CONSIGNA A →
Identifica y copia cada línea del listado que contenga la palabra "siding". Se distinguen mayúsculas y minúsculas.

FRAGMENTO SELECCIONADO →
============================================================
Desde ese nacimiento el cuento se instala en el terreno del asombro, y la perspectiva es interesante porque ubica al lector en el lugar de la madre que está pariendo esa criaturita que causa el estupor de dos personajes que cruzan la mirada con el lector, ojos y boca abiertos a más no poder: el padre y la partera brasileña. Las primeras palabras de la madre son inequívocas: “Pequeño estrafalario”, exclama al ver que el recién nacido viene con un violín en sus manos. De la combinación de esa concluyente bienvenida y el contrapunto del padre, “Stradivarius”, surge el nombre del personaje: Estrafalarius. Y vaya que le hace honor.

El personaje es singular y se lo describe en pocas pinceladas, en toda su maravilla: crece sin parar y en poco rato es más alto que los tres que lo reciben si se pararan uno sobre los hombros del otro, y no emite sonidos vocales, sino que toca el violín. Lo que comienza, entonces, con este nacimiento, no es una vida cualquiera, sino una excepcional, en la que el recién nacido no es pequeño ni dependiente de sus padres, sino que sale caminando, inaugurando su aventura en el mundo.

En su recorrido, la maravilla se retroalimenta: no sólo quienes lo ven se sorprenden y asombran, sino que Estrafalarius se fascina con las sensaciones que despierta un camino que hace atento a todo lo que sus sentidos le regalan. Hay en ese salir a experimentar el afuera una vocación de apertura, de dejarse llevar y seducir por lo que el entorno le revela. Es, pues, una caminata de descubrimiento y de mutuo reconocimiento, en la que los olores, los sonidos, los colores se destacan. Y ese deleite proviene también de lo que las personas con las que el protagonista se cruza le devuelven. Va, así, recolectando vivencias y recuerdos.
============================================================
LISTADO DADO →
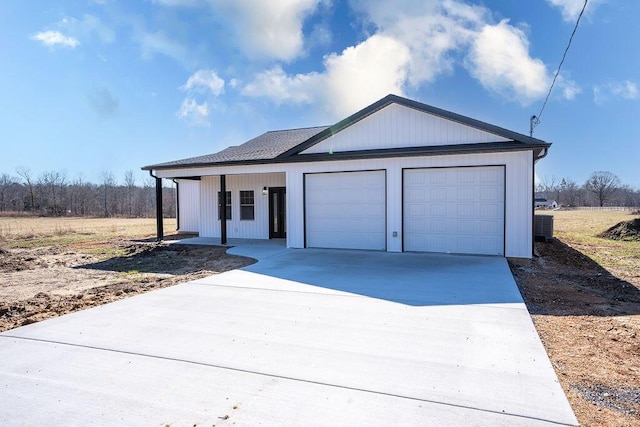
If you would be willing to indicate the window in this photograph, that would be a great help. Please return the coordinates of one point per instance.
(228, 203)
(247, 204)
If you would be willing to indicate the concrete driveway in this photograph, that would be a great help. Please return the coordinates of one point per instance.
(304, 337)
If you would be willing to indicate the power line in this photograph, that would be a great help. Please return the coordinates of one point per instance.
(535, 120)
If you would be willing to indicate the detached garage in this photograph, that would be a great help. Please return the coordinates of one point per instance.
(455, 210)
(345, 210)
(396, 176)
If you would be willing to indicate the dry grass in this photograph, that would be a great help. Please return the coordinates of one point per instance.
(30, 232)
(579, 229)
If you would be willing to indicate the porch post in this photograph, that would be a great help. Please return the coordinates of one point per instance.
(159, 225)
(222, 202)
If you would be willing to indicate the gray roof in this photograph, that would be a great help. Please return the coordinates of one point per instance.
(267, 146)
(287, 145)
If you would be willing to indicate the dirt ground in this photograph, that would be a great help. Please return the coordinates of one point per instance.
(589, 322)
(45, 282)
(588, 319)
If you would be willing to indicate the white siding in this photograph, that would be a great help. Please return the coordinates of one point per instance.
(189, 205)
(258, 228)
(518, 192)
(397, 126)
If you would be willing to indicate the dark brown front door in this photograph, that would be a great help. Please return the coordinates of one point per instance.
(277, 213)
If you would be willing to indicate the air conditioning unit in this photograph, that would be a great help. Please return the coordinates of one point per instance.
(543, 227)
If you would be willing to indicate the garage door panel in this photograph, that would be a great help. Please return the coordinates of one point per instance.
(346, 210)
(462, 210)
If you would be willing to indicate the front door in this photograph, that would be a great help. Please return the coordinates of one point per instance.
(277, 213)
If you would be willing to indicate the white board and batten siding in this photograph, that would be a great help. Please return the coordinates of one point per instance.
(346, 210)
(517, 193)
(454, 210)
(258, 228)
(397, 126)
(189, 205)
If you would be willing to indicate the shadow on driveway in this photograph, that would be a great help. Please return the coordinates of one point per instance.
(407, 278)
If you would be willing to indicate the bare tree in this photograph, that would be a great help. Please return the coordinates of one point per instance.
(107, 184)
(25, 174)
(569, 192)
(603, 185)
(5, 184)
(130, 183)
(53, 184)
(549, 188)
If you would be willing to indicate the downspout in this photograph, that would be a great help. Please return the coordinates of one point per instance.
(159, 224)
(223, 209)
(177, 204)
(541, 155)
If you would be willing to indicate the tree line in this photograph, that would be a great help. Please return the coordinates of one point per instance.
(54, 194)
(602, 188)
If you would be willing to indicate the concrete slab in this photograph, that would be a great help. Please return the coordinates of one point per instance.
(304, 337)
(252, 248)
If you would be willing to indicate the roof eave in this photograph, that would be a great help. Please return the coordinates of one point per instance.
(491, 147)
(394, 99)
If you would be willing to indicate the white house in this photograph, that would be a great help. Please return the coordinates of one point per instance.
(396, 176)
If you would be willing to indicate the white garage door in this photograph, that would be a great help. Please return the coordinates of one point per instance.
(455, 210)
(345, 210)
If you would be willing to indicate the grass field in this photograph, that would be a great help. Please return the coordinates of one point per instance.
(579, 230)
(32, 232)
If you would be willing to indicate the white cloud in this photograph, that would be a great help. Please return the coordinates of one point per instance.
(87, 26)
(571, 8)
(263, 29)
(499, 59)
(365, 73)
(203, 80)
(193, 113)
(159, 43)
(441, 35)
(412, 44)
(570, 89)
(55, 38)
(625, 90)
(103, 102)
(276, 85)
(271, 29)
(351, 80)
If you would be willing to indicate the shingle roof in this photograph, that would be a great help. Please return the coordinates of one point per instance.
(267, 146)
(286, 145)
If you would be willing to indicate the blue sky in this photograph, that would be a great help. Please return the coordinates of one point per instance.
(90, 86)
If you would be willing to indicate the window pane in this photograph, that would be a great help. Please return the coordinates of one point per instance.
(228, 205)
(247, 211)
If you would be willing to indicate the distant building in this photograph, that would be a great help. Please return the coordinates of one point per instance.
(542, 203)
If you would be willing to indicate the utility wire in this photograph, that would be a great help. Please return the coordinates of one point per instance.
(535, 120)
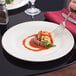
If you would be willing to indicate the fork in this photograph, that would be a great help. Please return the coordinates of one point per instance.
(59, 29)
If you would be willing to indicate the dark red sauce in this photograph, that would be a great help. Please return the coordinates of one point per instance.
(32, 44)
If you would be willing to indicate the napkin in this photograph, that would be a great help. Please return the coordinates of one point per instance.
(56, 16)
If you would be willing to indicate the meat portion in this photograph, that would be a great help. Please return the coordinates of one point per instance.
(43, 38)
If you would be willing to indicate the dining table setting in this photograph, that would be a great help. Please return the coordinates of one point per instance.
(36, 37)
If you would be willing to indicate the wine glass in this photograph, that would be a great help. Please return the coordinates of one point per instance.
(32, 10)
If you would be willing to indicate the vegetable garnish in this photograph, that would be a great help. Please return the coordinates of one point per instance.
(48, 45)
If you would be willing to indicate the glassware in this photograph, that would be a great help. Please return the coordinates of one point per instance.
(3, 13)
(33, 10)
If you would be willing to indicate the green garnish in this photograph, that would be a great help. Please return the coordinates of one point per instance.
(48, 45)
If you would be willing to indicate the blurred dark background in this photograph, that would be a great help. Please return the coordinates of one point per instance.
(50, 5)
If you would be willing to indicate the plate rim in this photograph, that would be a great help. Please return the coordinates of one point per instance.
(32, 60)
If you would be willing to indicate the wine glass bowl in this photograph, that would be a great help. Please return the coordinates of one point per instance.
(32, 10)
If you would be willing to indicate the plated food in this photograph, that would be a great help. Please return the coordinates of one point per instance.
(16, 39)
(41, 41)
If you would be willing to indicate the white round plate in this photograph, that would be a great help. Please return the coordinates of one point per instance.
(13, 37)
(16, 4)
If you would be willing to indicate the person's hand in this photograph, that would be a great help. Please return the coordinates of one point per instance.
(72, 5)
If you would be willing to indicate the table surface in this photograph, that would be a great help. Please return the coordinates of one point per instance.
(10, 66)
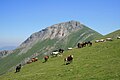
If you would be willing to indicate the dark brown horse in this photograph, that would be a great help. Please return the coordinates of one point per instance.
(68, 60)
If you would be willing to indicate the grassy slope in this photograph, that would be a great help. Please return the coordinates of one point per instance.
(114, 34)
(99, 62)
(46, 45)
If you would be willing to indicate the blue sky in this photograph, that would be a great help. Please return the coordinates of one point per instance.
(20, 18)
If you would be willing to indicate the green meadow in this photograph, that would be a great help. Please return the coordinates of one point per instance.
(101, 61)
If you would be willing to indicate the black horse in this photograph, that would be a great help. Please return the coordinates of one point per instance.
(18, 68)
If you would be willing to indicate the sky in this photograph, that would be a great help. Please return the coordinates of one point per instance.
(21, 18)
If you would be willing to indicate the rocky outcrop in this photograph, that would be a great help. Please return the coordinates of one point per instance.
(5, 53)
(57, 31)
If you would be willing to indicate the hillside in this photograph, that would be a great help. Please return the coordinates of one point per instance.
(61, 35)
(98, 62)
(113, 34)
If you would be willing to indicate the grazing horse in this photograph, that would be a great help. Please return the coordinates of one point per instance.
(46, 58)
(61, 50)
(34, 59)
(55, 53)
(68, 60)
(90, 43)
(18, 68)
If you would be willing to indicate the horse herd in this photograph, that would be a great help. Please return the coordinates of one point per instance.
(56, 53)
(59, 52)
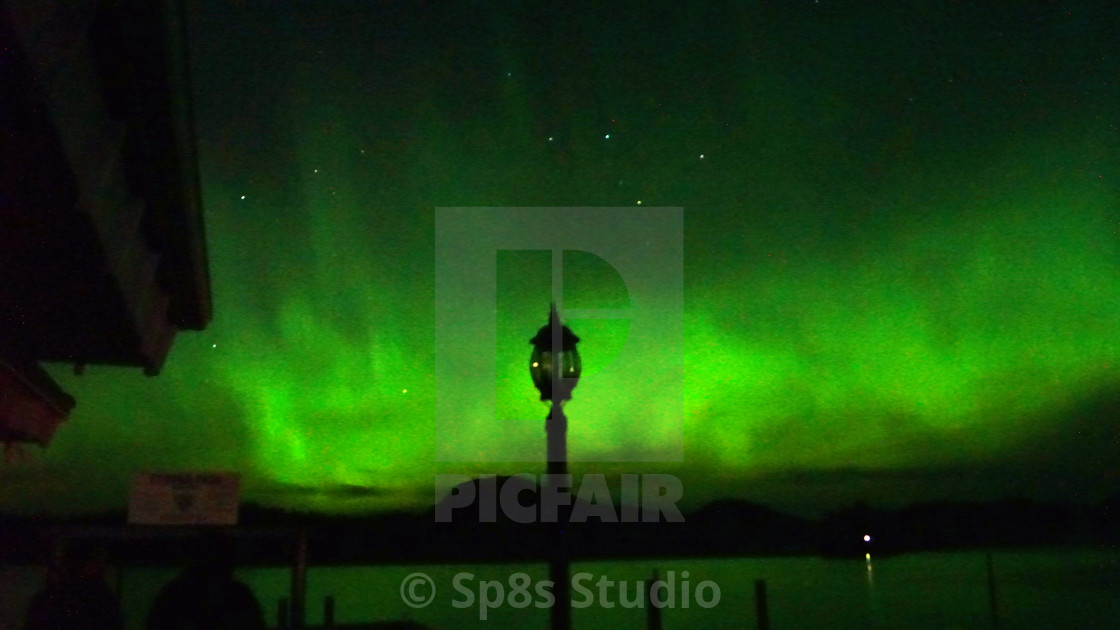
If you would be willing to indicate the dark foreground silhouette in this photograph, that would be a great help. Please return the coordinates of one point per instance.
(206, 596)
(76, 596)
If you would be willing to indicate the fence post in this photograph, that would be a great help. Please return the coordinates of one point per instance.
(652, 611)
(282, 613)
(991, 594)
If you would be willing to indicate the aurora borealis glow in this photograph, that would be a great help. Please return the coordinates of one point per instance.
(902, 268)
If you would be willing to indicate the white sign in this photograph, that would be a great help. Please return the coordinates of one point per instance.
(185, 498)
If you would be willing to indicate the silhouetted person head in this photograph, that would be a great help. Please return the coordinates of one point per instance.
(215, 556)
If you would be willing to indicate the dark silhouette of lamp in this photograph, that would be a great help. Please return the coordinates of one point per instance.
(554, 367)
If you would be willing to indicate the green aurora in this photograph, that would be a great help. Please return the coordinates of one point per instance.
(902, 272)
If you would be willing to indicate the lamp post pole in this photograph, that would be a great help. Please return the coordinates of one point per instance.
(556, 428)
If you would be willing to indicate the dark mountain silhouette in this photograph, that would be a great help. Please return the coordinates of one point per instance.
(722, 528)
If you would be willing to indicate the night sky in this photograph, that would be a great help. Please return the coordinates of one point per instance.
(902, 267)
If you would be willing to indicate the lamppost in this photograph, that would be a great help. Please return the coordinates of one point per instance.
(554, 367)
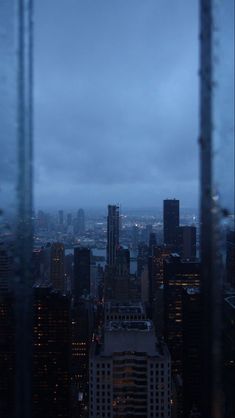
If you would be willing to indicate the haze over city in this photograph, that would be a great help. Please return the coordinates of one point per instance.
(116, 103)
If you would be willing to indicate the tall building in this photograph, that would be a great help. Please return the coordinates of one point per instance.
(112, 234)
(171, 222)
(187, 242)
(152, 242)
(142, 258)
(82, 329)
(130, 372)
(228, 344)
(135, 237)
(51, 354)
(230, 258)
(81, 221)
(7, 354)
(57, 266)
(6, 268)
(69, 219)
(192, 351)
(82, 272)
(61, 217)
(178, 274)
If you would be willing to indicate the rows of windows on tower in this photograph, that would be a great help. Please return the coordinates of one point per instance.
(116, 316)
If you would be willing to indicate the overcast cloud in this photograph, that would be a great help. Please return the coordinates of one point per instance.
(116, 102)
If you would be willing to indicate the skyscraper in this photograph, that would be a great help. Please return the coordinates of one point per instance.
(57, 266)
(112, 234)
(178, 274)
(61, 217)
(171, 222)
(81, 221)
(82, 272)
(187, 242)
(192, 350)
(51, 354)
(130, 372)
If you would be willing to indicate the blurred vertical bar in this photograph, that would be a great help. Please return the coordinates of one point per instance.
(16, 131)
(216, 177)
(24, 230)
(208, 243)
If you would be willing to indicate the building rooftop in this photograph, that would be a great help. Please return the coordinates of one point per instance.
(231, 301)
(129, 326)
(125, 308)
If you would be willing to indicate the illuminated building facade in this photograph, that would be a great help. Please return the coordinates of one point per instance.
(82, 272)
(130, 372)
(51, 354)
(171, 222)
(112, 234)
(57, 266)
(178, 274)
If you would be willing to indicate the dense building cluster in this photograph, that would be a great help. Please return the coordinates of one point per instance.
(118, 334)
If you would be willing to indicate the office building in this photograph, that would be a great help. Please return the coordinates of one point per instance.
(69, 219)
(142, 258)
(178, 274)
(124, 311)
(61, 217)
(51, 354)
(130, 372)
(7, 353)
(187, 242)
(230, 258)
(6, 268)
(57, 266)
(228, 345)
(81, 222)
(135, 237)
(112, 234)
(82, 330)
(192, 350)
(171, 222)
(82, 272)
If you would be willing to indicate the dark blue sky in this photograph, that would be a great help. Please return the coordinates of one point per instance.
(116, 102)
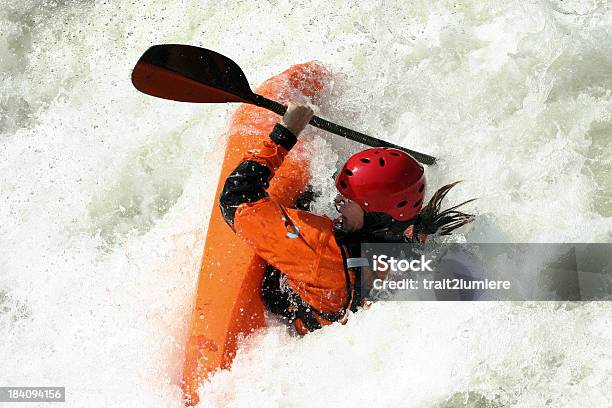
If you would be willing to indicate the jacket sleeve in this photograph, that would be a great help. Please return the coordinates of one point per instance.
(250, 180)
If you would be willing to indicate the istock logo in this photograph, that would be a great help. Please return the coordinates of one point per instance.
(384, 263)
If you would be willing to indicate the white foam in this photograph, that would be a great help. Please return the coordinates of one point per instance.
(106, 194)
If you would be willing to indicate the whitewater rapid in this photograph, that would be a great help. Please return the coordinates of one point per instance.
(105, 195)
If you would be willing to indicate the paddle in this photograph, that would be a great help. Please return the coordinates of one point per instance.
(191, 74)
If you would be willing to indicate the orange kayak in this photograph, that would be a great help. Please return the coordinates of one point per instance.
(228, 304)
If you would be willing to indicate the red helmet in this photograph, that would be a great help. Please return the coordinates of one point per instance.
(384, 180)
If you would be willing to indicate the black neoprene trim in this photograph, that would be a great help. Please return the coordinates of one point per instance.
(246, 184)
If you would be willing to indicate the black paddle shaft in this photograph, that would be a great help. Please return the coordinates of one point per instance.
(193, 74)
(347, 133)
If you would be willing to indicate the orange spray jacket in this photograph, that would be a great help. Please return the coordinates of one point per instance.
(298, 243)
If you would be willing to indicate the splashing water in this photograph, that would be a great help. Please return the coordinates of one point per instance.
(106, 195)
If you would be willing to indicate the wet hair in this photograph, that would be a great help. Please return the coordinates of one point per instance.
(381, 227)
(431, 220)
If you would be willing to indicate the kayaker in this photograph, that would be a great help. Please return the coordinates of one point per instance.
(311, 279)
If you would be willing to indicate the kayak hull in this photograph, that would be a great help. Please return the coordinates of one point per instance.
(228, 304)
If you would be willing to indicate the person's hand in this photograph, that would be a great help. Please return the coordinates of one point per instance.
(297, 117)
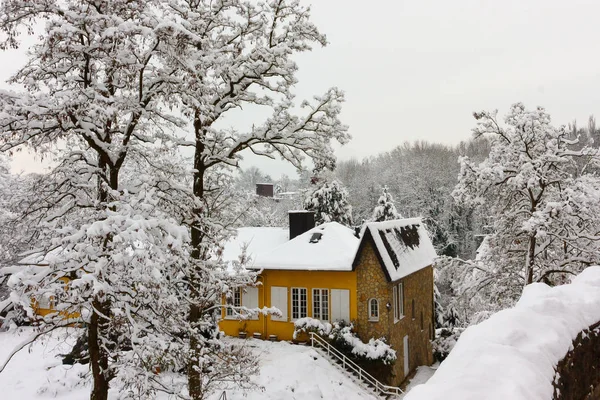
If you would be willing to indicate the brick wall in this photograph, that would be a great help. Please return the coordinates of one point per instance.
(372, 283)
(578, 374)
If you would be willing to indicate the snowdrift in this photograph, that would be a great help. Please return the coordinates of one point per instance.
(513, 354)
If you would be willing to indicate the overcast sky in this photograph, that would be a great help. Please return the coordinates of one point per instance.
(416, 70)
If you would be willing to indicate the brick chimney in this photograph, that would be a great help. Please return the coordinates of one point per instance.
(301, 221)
============================================================
CONSIGNA B →
Según el fragmento seleccionado, ¿por qué es interesante la perspectiva desde la que se presenta el nacimiento? Responde en una a tres oraciones.

SOLUCIÓN ESCRITA A →
If you would be willing to indicate the white siding in this photograph, that would be a great help. Please return the coordinates of one point per instance.
If you would be willing to indicate the white board and batten siding in this photograph, that would be a great help. Please return the coordinates of one point per instance.

SOLUCIÓN ESCRITA B →
Porque ubica al lector en el lugar de la madre que está pariendo a la criaturita. Así, el lector cruza la mirada con los dos personajes asombrados, el padre y la partera brasileña, que tienen los ojos y la boca abiertos a más no poder.